[Records from a collection]
•••

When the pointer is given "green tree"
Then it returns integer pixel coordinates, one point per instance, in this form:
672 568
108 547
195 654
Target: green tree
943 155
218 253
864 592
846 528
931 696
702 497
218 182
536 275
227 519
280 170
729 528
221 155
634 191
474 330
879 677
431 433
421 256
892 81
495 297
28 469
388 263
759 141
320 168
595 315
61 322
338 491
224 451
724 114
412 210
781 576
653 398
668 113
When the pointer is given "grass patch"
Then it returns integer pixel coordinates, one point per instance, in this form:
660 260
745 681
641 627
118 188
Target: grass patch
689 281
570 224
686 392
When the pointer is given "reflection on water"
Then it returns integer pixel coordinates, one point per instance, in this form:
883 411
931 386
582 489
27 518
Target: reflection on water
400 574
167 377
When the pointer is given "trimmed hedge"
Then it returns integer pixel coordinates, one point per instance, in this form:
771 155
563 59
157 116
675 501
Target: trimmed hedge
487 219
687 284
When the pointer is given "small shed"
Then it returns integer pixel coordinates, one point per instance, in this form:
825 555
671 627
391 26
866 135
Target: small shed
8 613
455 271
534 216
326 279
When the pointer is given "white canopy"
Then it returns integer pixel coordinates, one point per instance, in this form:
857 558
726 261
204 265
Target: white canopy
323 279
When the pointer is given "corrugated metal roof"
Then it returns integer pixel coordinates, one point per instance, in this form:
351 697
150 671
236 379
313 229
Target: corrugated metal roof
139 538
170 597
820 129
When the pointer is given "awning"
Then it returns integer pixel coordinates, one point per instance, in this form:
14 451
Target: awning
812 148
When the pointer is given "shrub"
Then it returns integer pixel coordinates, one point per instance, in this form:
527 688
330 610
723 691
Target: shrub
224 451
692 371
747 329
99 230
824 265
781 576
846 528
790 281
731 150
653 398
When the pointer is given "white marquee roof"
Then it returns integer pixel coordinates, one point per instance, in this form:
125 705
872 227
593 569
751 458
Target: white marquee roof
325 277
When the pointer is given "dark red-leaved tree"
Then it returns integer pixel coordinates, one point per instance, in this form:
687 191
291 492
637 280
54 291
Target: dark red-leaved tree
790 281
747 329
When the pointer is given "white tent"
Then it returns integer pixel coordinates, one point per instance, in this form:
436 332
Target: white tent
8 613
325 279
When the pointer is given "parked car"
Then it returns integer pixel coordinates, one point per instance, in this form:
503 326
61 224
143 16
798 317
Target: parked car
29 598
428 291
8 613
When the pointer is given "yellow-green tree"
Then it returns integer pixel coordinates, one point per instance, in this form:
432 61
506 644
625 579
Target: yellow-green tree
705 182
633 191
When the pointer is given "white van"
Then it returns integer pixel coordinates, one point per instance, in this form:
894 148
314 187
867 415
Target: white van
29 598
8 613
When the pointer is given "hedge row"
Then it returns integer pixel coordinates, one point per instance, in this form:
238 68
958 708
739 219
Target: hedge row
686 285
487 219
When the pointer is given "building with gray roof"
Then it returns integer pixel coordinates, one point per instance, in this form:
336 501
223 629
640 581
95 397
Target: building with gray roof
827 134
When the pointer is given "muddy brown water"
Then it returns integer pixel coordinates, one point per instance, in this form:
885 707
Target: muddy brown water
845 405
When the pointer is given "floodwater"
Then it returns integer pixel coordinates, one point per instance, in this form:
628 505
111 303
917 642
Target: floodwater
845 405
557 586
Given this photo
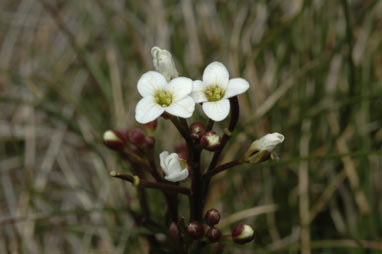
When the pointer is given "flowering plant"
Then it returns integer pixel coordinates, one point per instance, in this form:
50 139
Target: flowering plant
166 95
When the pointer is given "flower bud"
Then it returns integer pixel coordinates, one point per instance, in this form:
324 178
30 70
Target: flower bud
173 232
137 137
261 149
151 125
113 140
181 150
197 130
214 234
195 229
210 141
212 217
242 234
149 142
163 63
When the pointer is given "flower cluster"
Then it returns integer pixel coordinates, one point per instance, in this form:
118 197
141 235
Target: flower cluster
178 96
166 94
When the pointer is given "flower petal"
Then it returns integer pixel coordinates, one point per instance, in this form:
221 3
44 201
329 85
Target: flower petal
178 176
198 94
216 110
147 110
236 86
216 74
180 87
162 157
182 108
150 82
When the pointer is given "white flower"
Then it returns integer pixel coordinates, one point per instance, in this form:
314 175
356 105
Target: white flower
164 63
215 89
267 143
160 96
261 149
170 164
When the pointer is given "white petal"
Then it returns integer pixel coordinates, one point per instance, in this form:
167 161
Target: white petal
178 176
182 108
216 110
150 82
162 156
236 86
147 110
216 74
198 94
268 142
180 87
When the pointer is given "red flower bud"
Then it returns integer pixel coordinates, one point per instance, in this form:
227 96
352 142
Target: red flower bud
210 141
242 234
214 234
195 229
181 150
151 125
212 217
150 142
173 232
114 140
197 130
137 137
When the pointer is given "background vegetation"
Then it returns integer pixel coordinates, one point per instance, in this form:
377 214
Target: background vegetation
68 72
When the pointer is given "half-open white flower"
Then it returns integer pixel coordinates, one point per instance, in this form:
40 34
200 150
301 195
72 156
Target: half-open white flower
261 149
170 164
160 96
163 63
215 89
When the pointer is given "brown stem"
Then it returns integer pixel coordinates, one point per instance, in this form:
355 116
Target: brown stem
225 166
168 188
234 103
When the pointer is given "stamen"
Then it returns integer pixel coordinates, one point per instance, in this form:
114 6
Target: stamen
214 93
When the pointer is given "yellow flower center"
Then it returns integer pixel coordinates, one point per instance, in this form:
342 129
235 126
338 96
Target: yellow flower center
163 98
214 93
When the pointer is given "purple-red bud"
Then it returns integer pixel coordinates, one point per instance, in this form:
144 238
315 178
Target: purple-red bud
195 229
137 137
114 140
151 125
212 217
181 150
214 234
150 141
210 141
243 234
173 232
197 130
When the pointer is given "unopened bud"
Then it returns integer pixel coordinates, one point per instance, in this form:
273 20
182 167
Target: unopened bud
212 217
151 125
260 150
149 142
195 229
173 232
163 63
210 141
214 234
242 234
197 130
113 140
137 137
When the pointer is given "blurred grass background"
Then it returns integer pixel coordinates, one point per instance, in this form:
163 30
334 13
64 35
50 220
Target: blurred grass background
68 72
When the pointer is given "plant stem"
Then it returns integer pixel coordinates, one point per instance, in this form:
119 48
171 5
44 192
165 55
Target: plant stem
234 103
225 166
196 186
168 188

•••

### What the exercise asks
Give the data above again in full and unchanged, skipping the pictures.

### Answer to the problem
When the pointer is given "green tree"
Then it returns integer pixel coordinates, one point per instance, in this form:
672 568
108 547
195 654
Target: green tree
943 155
218 253
864 592
846 528
931 696
702 497
218 182
536 275
227 519
280 170
729 528
221 155
634 191
474 330
879 677
431 433
421 256
892 81
495 297
28 469
388 263
759 141
320 168
595 315
61 322
338 491
224 451
724 114
412 210
781 576
653 398
668 113
When the pointer is given "grass patch"
Then it returns integer pixel coordinates, one point per instance, in this form:
660 260
745 681
641 627
118 188
Target: grass patch
689 281
570 224
686 392
When the pointer is given "reflection on water"
Then it returns integer pixel coordinates, one point per instance, in this form:
883 411
931 386
582 489
27 518
Target: reflection on water
400 574
167 377
When the pointer is given "trimmed hedge"
Then it returns integer pixel coordinates, one point per instance, in this form:
771 155
563 59
157 116
675 501
Target: trimmed hedge
487 219
687 284
When the pointer is given "small shed"
Then it returns integer pixel coordinates, one point per instance, in this form:
825 555
671 627
391 26
866 135
Target: small shed
8 613
455 271
534 216
326 279
When the pointer is given "white canopy"
Then it returns integer pixel coordinates, one point per instance, in this form:
857 558
726 261
204 265
Target: white canopy
323 279
When the pointer is given "corrugated metal roof"
Then it returns integer pixel coordinates, one point per instance, in this form:
351 697
150 671
236 379
313 229
Target: corrugated metal roof
139 538
170 597
820 129
When the pointer is given "awning"
Then it returns integer pixel coordinates, one point per instance, in this form:
14 451
Target: awning
812 148
When the pointer is given "shrub"
Then it returns integer pixel coordinates, one point per instance, in this form:
527 688
330 610
723 691
Target: shrub
224 451
692 371
747 329
99 230
824 265
781 576
846 528
790 281
731 150
653 398
When the pointer is given "white marquee roof"
Then it returns integer pixel coordinates, one point per instance, in this form:
125 705
872 227
593 569
751 458
Target: white marquee roof
325 277
When the pointer is given "dark red-leaved tree"
Then it returns integer pixel coordinates, one point per instance, in this form:
687 191
291 492
637 280
54 291
Target: dark red-leaved tree
790 281
747 329
When the pointer is given "white tent"
Then it returns integer pixel coordinates, one point per instance, in this form:
436 332
Target: white tent
8 613
325 279
When the pointer is given "parked car"
Then it returns integer pixel coordinates, one point per instance, in this form:
503 326
61 224
143 16
798 317
Target: parked car
29 598
428 291
8 613
When the pointer is given "yellow-green tree"
Then it returns integer pixel coordinates, one point per instance, in this form:
432 61
506 644
625 579
Target: yellow-green tree
705 182
633 191
When the pointer is given "white van"
Then it returns integer pixel coordinates, one point per instance, in this form:
894 148
314 187
867 415
Target: white van
29 598
8 613
When the pointer is given "hedge row"
Then it returns integer pixel coordinates, one point per instance, in this form:
238 68
958 708
739 219
Target: hedge row
686 285
487 219
When the pointer is given "building with gray roof"
Then it returns integer pixel coordinates, one point per instance, in this form:
336 501
223 629
640 581
95 397
Target: building with gray roof
827 134
When the pointer is given "muddy brown water"
Then it returns integer pixel coordinates, one point per instance, in this form:
885 707
Target: muddy brown water
845 405
When the pointer is given "floodwater"
Then it returns integer pixel coordinates, one point per instance, in this form:
628 505
111 303
917 642
Target: floodwater
845 405
557 586
Given this photo
When the pointer is given "flowering plant"
Then it returns integer pixel coordinates, one point per instance, in this form:
50 139
Target: flowering plant
166 95
When the pointer is given "flower bud"
Then it returns integer pixel coordinates, one point per instance, in this form:
324 178
30 70
Target: flower bud
173 232
137 137
261 149
151 125
113 140
181 150
197 130
214 234
195 229
210 141
212 217
242 234
149 142
163 63
When the pointer is given "flower cluster"
Then it returns integer pixel coordinates, one point per instance, in this form:
118 197
141 235
Target: flower cluster
178 96
166 94
When the pointer is given "flower petal"
Then it returns integer pixel coordinates, one point per instance, in this form:
221 3
44 201
329 85
Target: flower petal
178 176
198 94
216 110
147 110
236 86
216 74
180 87
162 157
182 108
150 82
When the pointer is given "white flower"
Then it returns integer pixel coordinates, one point per instance, in this form:
314 175
356 105
Target: white flower
164 63
215 89
267 143
160 96
261 149
170 164
When the pointer is given "white petal"
Then it returns integer pixel coordinates, one point per instance, in this form:
167 161
Target: white petal
178 176
182 108
216 110
150 82
162 156
236 86
147 110
216 74
198 94
268 142
180 87
When the pointer is given "red flower bud"
Then it returns integer pixel coordinates, one point per instance, in this form:
227 96
352 142
Target: red flower bud
210 141
242 234
214 234
195 229
181 150
151 125
212 217
150 142
173 232
114 140
197 130
137 137
When the pointer is given "background vegetation"
Then it returns integer pixel coordinates, one point per instance, in this form:
377 214
Target: background vegetation
68 72
When the pointer is given "half-open white flower"
Then it returns integer pixel coordinates, one point per instance, in this form:
40 34
200 150
301 195
72 156
Target: half-open white flower
261 149
170 164
160 96
163 63
215 89
When the pointer is given "brown stem"
Then it returns integer pixel coordinates, one point per instance, in this form:
355 116
Target: brown stem
225 166
168 188
234 103
When the pointer is given "stamen"
Then it returns integer pixel coordinates, one point per instance, in this form:
114 6
Target: stamen
214 93
When the pointer is given "yellow flower center"
Then it returns integer pixel coordinates, one point per instance, in this form:
342 129
235 126
338 96
Target: yellow flower center
163 98
214 93
When the pointer is given "purple-red bud"
Then it returns integer pixel coordinates, one point per instance, in this form:
144 238
315 178
Target: purple-red bud
195 229
137 137
114 140
151 125
212 217
181 150
214 234
150 141
210 141
243 234
173 232
197 130
When the pointer is given "unopened bud"
Then it returns integer pixel coordinates, one point per instance, in this form:
273 20
182 167
Target: unopened bud
212 217
151 125
260 150
149 142
195 229
173 232
163 63
210 141
214 234
242 234
197 130
113 140
137 137
When the pointer is given "blurred grass background"
Then it returns integer pixel coordinates, one point per instance, in this form:
163 30
334 13
64 35
50 220
Target: blurred grass background
68 72
When the pointer is given "plant stem"
Then it returns integer pixel coordinates, one point per instance, in this form:
119 48
171 5
44 192
165 55
Target: plant stem
234 103
225 166
196 186
168 188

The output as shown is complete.